» **Aim of the task**: The expected answer is every line of the material that contains the word "grain".

━━ Extracted material ━━

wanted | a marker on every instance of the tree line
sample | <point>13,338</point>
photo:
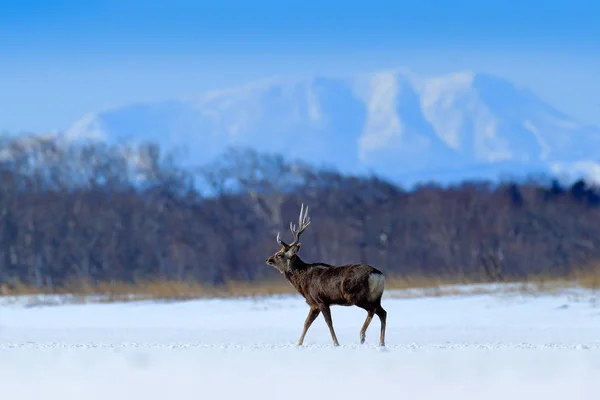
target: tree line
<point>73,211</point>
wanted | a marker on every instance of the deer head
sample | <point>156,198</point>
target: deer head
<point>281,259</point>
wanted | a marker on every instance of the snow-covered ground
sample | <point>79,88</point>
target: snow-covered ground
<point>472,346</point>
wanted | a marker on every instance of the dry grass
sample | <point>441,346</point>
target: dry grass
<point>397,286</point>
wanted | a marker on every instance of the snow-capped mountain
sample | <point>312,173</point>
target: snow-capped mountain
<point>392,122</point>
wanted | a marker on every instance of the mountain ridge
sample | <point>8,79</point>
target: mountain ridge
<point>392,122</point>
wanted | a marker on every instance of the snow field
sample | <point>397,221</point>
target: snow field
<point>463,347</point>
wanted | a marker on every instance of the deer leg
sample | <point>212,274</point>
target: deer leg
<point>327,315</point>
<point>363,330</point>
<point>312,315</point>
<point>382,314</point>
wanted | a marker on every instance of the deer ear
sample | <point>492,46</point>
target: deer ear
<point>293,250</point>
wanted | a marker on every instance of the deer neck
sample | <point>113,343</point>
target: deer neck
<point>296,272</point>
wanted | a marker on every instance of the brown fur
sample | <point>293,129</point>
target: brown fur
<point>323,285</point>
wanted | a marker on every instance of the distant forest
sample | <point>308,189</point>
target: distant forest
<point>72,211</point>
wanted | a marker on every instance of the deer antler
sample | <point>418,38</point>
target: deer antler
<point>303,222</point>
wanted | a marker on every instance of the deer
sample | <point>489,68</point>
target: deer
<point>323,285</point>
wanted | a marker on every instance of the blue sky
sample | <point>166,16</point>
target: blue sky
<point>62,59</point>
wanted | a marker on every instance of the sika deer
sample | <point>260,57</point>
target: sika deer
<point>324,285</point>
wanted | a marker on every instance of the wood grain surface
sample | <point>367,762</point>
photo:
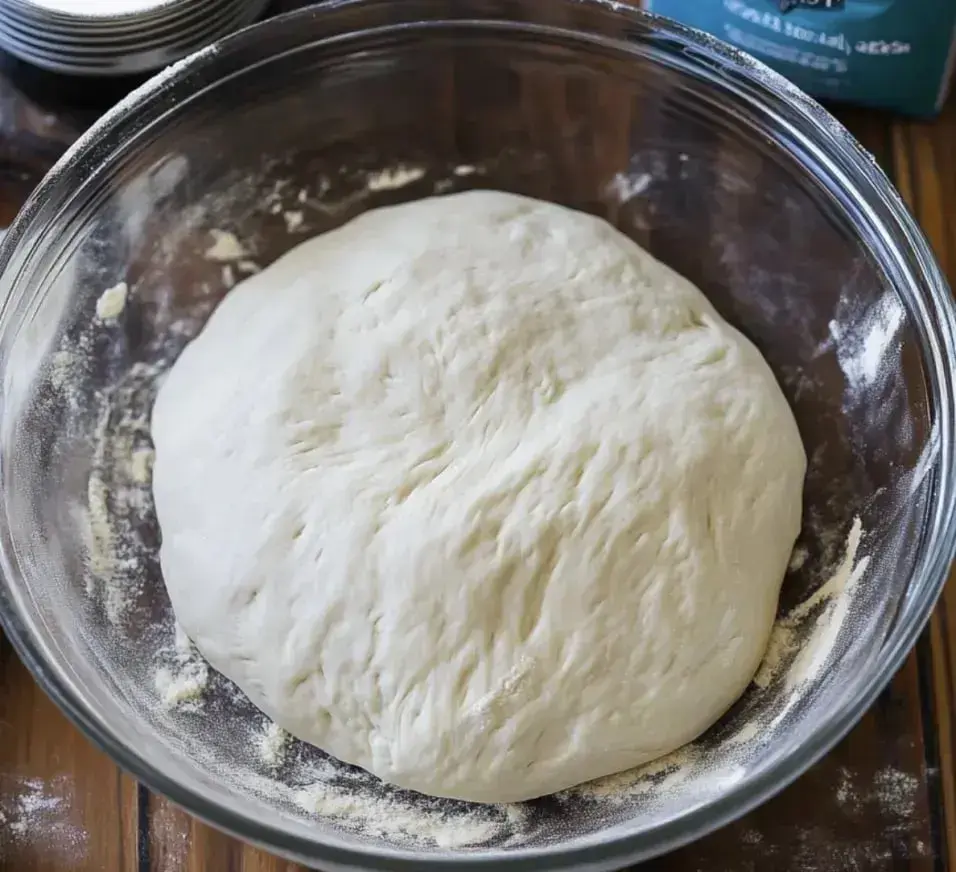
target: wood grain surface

━━━
━━ Extracted material ━━

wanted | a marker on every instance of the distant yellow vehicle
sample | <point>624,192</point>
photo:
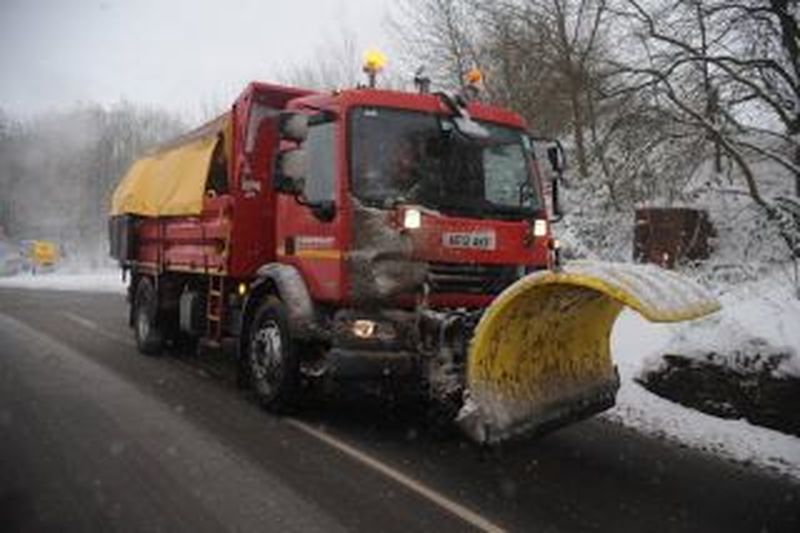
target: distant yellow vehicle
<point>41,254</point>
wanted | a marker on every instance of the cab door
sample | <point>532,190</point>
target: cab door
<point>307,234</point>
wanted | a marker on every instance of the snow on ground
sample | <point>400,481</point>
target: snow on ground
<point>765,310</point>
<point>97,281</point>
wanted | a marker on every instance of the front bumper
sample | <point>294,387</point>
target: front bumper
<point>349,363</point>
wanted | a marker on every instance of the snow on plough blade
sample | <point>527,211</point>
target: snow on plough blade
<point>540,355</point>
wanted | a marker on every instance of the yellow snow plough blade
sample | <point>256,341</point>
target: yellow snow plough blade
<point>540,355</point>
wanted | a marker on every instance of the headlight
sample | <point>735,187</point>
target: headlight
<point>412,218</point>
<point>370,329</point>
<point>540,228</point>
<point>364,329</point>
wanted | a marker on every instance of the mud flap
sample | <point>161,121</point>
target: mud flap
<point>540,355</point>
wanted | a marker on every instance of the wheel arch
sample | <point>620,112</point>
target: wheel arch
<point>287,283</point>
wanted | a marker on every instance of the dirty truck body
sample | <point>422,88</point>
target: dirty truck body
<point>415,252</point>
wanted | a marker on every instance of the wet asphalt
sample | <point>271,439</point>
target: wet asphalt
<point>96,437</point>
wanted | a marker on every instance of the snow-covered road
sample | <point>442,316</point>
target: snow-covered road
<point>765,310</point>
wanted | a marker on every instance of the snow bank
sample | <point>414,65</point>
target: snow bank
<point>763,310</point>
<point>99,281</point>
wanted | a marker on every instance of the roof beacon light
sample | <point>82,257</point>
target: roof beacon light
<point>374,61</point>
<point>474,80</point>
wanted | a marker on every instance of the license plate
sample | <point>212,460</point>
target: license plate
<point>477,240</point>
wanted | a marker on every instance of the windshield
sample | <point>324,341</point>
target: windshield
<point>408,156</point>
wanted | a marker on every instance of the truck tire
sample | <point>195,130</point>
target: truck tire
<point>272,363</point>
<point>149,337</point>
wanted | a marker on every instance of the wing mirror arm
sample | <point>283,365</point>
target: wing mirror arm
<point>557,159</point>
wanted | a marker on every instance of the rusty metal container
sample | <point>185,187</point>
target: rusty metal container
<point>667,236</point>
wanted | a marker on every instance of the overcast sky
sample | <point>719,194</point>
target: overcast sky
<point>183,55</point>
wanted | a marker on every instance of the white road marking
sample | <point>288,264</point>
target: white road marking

━━━

» **Answer area**:
wanted | a marker on every instance of the wood grain surface
target: wood grain surface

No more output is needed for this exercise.